[Data excerpts — start]

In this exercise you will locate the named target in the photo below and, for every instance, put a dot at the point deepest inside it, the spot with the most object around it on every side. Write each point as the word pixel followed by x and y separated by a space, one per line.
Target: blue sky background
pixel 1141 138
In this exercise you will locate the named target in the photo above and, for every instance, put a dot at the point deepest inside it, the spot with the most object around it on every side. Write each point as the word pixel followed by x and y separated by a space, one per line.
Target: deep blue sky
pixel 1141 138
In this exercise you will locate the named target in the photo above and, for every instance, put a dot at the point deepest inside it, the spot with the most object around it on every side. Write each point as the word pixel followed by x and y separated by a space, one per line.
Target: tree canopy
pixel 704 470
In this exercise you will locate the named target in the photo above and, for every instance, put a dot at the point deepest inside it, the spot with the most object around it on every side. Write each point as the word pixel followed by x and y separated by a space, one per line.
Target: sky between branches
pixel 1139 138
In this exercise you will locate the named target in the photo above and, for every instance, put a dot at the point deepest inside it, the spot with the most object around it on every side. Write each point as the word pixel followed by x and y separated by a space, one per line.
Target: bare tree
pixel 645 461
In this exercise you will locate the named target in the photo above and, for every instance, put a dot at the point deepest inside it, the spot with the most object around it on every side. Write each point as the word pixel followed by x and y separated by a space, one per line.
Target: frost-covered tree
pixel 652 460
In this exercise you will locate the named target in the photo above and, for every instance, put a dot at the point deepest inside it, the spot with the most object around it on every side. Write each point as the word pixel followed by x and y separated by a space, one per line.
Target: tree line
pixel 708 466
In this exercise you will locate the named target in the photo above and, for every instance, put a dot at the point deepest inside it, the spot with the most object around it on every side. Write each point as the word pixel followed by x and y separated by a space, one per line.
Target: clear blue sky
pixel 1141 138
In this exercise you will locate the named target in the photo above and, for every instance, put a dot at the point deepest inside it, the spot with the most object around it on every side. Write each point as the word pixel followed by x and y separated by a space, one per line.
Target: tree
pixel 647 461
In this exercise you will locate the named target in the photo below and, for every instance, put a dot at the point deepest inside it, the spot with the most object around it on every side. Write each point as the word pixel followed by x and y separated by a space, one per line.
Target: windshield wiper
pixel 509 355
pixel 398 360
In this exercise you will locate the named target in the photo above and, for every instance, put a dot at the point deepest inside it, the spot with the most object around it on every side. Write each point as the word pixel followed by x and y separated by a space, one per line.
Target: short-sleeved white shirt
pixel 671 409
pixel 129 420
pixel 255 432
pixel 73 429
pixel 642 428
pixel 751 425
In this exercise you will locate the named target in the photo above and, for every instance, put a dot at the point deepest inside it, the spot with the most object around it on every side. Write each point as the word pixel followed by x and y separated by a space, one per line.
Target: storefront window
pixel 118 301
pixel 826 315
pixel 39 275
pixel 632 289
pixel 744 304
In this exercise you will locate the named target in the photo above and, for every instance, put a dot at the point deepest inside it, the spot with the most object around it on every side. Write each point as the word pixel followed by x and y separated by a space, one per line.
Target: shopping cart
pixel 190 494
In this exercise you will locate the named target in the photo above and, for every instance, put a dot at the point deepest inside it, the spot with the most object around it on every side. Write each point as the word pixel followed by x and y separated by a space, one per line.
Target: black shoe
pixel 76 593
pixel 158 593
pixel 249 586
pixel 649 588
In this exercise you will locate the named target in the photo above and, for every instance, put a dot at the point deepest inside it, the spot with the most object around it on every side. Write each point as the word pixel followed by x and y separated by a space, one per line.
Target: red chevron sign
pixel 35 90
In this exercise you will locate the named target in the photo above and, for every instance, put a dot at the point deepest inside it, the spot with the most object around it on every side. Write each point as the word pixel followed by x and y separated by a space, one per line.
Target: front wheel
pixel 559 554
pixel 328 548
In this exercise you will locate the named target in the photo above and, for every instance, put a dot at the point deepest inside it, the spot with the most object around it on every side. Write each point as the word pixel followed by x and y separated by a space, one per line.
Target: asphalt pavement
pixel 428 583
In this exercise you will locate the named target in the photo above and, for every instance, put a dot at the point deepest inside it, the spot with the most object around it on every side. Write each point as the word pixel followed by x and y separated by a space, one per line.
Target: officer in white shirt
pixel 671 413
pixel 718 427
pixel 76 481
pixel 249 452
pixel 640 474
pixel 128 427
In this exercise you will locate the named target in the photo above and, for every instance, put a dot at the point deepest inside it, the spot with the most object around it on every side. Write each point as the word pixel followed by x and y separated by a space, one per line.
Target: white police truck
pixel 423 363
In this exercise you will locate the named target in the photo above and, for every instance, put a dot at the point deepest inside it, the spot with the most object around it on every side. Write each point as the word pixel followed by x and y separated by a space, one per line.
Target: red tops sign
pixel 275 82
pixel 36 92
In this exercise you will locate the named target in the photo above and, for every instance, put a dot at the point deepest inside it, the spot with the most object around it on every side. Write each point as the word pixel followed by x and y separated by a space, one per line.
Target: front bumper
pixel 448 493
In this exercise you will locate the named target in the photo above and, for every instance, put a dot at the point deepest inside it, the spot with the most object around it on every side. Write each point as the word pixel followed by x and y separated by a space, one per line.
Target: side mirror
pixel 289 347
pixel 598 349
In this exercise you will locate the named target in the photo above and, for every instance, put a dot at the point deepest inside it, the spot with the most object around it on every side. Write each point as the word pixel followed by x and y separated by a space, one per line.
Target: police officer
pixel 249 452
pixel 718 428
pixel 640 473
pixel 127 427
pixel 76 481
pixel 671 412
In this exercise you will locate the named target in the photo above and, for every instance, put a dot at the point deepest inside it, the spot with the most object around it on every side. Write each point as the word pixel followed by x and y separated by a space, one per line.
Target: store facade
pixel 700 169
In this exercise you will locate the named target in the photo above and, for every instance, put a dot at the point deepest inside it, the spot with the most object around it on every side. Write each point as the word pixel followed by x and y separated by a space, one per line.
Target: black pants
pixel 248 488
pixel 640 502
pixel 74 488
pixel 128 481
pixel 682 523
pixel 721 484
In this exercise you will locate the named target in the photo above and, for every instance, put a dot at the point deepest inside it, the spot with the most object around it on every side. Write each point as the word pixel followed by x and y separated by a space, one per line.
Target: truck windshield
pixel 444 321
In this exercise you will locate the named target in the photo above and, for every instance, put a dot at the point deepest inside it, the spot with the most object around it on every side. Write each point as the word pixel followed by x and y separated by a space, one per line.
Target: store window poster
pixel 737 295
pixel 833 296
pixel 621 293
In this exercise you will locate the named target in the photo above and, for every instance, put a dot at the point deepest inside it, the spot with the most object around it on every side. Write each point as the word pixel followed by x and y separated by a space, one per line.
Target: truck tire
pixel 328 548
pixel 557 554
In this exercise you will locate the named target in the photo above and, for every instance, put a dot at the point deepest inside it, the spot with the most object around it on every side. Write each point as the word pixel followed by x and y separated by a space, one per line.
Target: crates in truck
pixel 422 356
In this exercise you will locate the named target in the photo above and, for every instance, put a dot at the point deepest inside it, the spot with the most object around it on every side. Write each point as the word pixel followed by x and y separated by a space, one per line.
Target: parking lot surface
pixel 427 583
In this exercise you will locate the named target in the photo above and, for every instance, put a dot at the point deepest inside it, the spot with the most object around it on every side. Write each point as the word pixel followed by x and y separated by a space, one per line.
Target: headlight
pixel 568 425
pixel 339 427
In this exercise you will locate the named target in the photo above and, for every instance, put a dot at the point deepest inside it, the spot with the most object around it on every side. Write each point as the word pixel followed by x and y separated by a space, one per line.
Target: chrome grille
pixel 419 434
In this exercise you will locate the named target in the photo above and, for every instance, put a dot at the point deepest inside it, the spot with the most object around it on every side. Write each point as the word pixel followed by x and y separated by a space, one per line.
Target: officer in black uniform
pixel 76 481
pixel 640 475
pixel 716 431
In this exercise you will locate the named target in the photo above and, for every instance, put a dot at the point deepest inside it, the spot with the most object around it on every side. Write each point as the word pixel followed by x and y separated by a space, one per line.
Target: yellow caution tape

[Data excerpts — finish]

▶ Task to carry out
Having found the line with "Target: parking lot surface", transcribe it and each line after it to the end of the entries, with no other lines.

▶ Task result
Target: parking lot surface
pixel 427 583
In this exercise you will locate the named target in the photo above and, for every instance, put a dot at the point deepest inside it, the spot with the most object around it on every side. Write each point as the word pixel followed by x and y separated by a space, one per line.
Target: headlight
pixel 568 425
pixel 339 427
In this exercise you will locate the named target in the photo above and, for every instance, put a dot at the point deepest inside it, the spot with the most object around it on every side. Write each point as the word pixel followed by x and y separated by a space, one per line.
Target: chrome grille
pixel 419 434
In this exercise you will locate the named target in the photo above and, for every instance, put a dot at the point deepest inside it, the spot with the most object around it on every side. Write each point as the word pixel followed by x and y separated by a space, one per line.
Target: officer in black uniform
pixel 76 481
pixel 640 475
pixel 716 431
In this exercise you will locate the named target in the photo above and, for every instance, put a dot at the point deepest inside it, the spot with the most object around it on every side. Write each point as the word pixel followed by x and y separated by a space, one per line.
Target: yellow caution tape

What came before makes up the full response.